◆ DOCUMENT SECTION ◆
################

#include <AccelStepper.h> // https://www.airspayce.com/mikem/arduino/AccelStepper/index.html
#include <Servo.h> // https://www.arduino.cc/reference/en/libraries/servo/
#include <Adafruit_PWMServoDriver.h> //https://learn.adafruit.com/16-channel-pwm-servo-driver/overview
// https://adafruit.github.io/Adafruit-PWM-Servo-Driver-Library/html/index.html
#include <Wire.h>
// Input Pins to define Home switches
#define Carousel_A_Home 3 // J3_3.
#define Carousel_B_Home 14 // J5_3.
#define Carousel_C_Home 18 // J7_3.
#define X_Home 19 // J8_3.
#define Y_Home 2 // J4-3.

################

◆ DATASET CONTENT ◆
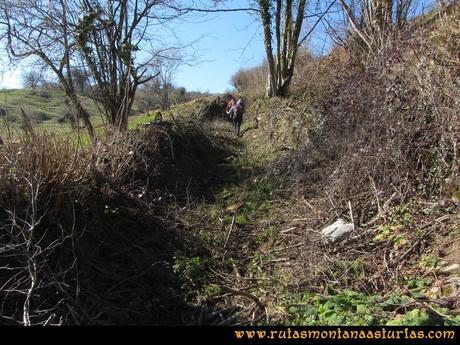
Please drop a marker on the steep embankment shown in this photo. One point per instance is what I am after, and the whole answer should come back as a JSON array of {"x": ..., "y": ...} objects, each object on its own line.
[{"x": 373, "y": 143}]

################

◆ REQUIRED WORK ◆
A – Rewrite the part of the Arduino code that starts at the words containing "#include <AccelStepper.h> //" and ends with "18 // J7_3.", renaming "Carousel_A_Home" to "Carousel_1_Home".
B – In the Arduino code, what pin number is X_Home defined as?
C – Continue the Arduino code from its last line.
None of the data is needed here.

◆ ANSWERS TO THE PROBLEMS ◆
A –
#include <AccelStepper.h> // https://www.airspayce.com/mikem/arduino/AccelStepper/index.html
#include <Servo.h> // https://www.arduino.cc/reference/en/libraries/servo/
#include <Adafruit_PWMServoDriver.h> //https://learn.adafruit.com/16-channel-pwm-servo-driver/overview
// https://adafruit.github.io/Adafruit-PWM-Servo-Driver-Library/html/index.html
#include <Wire.h>
// Input Pins to define Home switches
#define Carousel_1_Home 3 // J3_3.
#define Carousel_B_Home 14 // J5_3.
#define Carousel_C_Home 18 // J7_3.

B – 19

C –
#define En_Carousel_A 38
#define En_Carousel_B A2
#define En_Carousel_C A8
#define En_Y 24
#define En_X 30
int Homebutton = 12;
int ServoPinA = 4;
int ServoPinB = 5;
int ServoPinC = 43;
int SolValve;
float OzToMlConver = 29.5735; // One US oz is 29.5735ml
int ElementCount = 2;
//String DataString = "a2,1.5,b5,0.75,c4,1";
String DataString = "";
int RotationPos[8] = {0,0,33,66,100,133,167}; // map the carousel rotation positions
String State = "Idle";
int i, c, k, j=0, count;
long pos1, old;
String val1;
String amt1;
String CurrentLoc;
unsigned long PreviousMillis = 0; // For non-blocking timing
// Adjust the following integers to move the truck under each carousel and mixer positions.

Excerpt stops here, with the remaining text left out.